* _Job 1_
In the passage on reusable intellectual property, which hand-held device used the FIR digital filter as part of its TIMS module line card?

* _Quoted passage_
—————
As designs become larger and more complex, the need for reusable blocks of intellectual property (IP) increases. The use of IP helps accelerate time to market, and allows the designer to focus on the unique, high-value-added portions of the system. However, using third-party IP can be risky. Fortunately, the right design flow with parameterizable, reusable IP that can be evaluated before purchase can reduce risk and accelerate the design process. By using such a design flow, a design team can implement a design by downloading the IP via the Internet, parameterizing it, and evaluating it fully integrated within the system all prior to licensing the IP core.

Figure 1 - Hypothetical modulator system

A typical DSP modulator might combine an outer encoding layer, and inner coding layer, and FIR filters, sending its output through a digital-to-analog converter (DAC).

We used this design flow to implement a finite impulse response (FIR) digital filter as a part of a transmission impairment measurement set (TIMS) module line card used in the Hewlett-Packard service advisor test tablet, a hand-held tablet that enables the field testing of communications equipment such as ATM, SONET, and xDSL.
—————
* _Given records_
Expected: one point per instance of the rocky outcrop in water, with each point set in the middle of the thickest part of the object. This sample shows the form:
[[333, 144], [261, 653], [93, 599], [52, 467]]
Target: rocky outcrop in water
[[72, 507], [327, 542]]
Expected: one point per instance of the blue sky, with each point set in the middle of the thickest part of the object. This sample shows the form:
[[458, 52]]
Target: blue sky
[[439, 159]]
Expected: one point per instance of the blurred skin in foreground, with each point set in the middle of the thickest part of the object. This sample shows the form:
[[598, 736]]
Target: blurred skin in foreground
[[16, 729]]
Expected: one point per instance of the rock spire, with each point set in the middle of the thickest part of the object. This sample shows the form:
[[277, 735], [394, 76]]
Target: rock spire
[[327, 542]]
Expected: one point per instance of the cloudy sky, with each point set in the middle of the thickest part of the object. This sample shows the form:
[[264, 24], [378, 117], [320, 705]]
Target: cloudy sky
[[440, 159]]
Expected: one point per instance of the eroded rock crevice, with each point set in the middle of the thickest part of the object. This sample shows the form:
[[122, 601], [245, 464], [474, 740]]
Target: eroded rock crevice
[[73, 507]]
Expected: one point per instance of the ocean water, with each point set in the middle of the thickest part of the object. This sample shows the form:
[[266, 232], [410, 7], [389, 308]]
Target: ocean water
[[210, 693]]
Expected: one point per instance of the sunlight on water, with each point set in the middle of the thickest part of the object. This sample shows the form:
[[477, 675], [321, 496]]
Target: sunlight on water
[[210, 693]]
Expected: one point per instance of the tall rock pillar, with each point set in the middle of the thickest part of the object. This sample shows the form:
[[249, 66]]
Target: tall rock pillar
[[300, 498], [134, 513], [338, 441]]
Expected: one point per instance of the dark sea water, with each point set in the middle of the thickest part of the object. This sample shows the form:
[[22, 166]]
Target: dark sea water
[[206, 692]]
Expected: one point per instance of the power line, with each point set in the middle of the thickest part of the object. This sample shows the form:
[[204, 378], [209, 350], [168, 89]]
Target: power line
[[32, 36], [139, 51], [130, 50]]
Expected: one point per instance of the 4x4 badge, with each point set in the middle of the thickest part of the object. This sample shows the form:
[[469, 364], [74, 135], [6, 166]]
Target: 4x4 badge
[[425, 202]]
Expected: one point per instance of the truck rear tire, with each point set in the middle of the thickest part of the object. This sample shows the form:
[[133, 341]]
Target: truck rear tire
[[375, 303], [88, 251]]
—————
* _Job 2_
In the entries, from the line containing "Expected: one point per instance of the dark" through the final line of the entries, change "power line" to "electric cable" and write out only those lines, with nothing else altered.

* _Expected output 1_
The Hewlett-Packard service advisor test tablet.

* _Expected output 2_
Expected: one point per instance of the dark sea water, with each point set in the middle of the thickest part of the object. This sample shows the form:
[[22, 166]]
Target: dark sea water
[[206, 692]]
Expected: one point per instance of the electric cable, with each point set in the middle of the thickest part of the object. This sample shows the form:
[[204, 378], [209, 350], [168, 89]]
Target: electric cable
[[32, 36], [139, 51], [130, 50]]
Expected: one point per instance of the 4x4 badge, with each point set in the middle of the thickest part of the object. This sample shows the form:
[[469, 364], [74, 135], [6, 166]]
Target: 4x4 badge
[[425, 202]]
Expected: one point per instance of the truck rear tire, with each point set in the middle of the thickest part of the object. This sample shows the form:
[[133, 341]]
Target: truck rear tire
[[375, 303], [88, 251]]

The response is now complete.